### Materials provided
═══

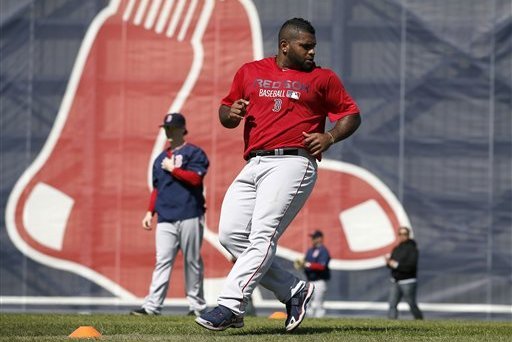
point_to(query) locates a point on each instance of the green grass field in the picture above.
(117, 327)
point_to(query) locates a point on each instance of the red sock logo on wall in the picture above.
(79, 205)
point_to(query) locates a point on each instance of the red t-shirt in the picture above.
(283, 103)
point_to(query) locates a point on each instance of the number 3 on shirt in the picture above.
(277, 105)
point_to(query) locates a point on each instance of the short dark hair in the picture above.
(295, 24)
(408, 231)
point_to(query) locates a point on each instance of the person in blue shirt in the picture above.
(316, 268)
(178, 201)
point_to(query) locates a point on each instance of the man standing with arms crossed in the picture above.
(284, 101)
(178, 200)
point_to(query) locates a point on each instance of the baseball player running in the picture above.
(178, 200)
(284, 101)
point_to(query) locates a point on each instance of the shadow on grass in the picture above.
(326, 330)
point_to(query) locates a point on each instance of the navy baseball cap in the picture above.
(316, 233)
(175, 120)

═══

### Problem to solve
Starting with the line that contains "point_to(query) locates a point on each instance of the shadow", write out each line through the end of the listing, exactly as it appears, and include nothing else.

### Answer
point_to(query) locates a point on each instance of the shadow on grass in the picture above.
(326, 330)
point_to(query) locates a point on each instance of the navy baseball cap in the picture above.
(316, 233)
(175, 120)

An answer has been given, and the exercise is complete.